== Selected extract

Skip to main content

the Python interface for Dr. Matthew Pratola's OpenBT project - allows the user to perform BART (Bayesian Additive Regression Trees) fits and predictions on datasets.

Project description

Openbt

This Python package is the Python interface for Dr. Matthew Pratola's OpenBT project. Currently, its only module is openbt, which contains the OPENBT class. This class allows the user to create fit objects in a scikit-learn style.

About:

OpenBT is a flexible and extensible C++ framework for implementing Bayesian regression tree models. Currently a number of models and inference tools are available for use in the released code with additional models/tools under development. The code makes use of MPI for parallel computing. Apart from this package, an R interface is provided via the ROpenbt package to demonstrate use of the software.

How to utilize this package (and its module and class):

  1. Install the package from the command line by typing:
    $ python3 -m pip install openbt==[version number you want].
  2. In Python3 (or a Python script), import the OPENBT class from the openbt module by typing:
    from openbt.openbt import OPENBT.
    This gives Python access to the OPENBT class. Typing
    from openbt.openbt import *
    or
    from openbt import openbt
    would also work, but for the former, the load() function is loaded unnecesarily (unless you wish to use that function, of course). For the latter, the class would be referred to as openbt.OPENBT, not simply OPENBT.
  3. To utilize the OPENBT class/functions in Python 3 to conduct and interpret fits: create a fit object such as
    m = OPENBT(model = "bart", ...).
    The fit object is an instance of the class. Here's an example of running a functions from the class:
    fitp = m.predict(preds)
  4. I attempted to upload example scripts (in the "PyScripts" folder), showing the usage of the OPENBT class on data, to this package. However, if these are difficult to access, you can also simply view them at the github "Homepage" .

Example:

See branin_ex.py in the PyScripts segment of this package for the script version of this walkthrough (or, see multiple example datasets and fits on the Github Homepage).

To start, let's create a test function. A popular one is the Branin function:

# Test Branin function, rescaled
def braninsc (xx):
    x1 = xx[0]
    x2 = xx[1]
    
    x1bar = 15 * x1 - 5
    x2bar = 15 * x2
    
    import math
    term1 = x2bar - 5.1*x1bar**2/(4*math.pi**2) + 5*x1bar/math.pi - 6
    term2 = (10 - 10/(8*math.pi)) * math.cos(x1bar)
    
    y = (term1**2 + term2 - 44.81) / 51.95
    return(y)


# Simulate branin data for testing
import numpy as np
np.random.seed(99)

====

▶ _Exercise requirements_
Answer these about the openbt package description:
(a) In which programming language is the OpenBT framework written?
(b) Which folder holds the example scripts uploaded to the package?
(c) What value does the example pass to np.random.seed?

== Supplied data

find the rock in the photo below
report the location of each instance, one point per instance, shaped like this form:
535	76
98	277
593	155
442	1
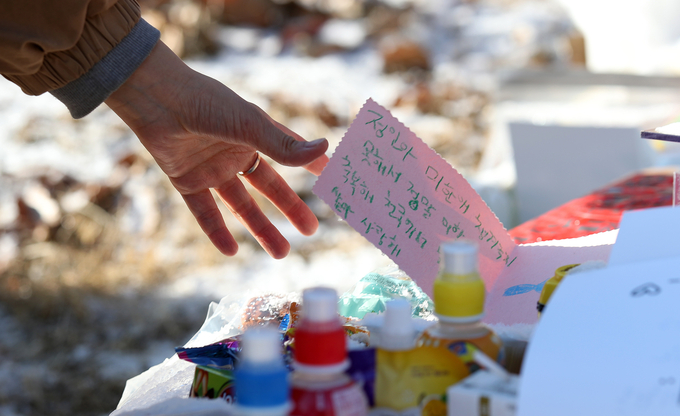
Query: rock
400	54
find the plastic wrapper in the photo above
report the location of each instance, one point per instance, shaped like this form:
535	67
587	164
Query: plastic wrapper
223	354
373	290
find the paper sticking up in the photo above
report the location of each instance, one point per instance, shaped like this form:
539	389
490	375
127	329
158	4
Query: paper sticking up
406	199
607	344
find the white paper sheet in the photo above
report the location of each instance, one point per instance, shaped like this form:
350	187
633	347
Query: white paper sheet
608	344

====

▶ _Completed exercise_
(a) C++
(b) PyScripts
(c) 99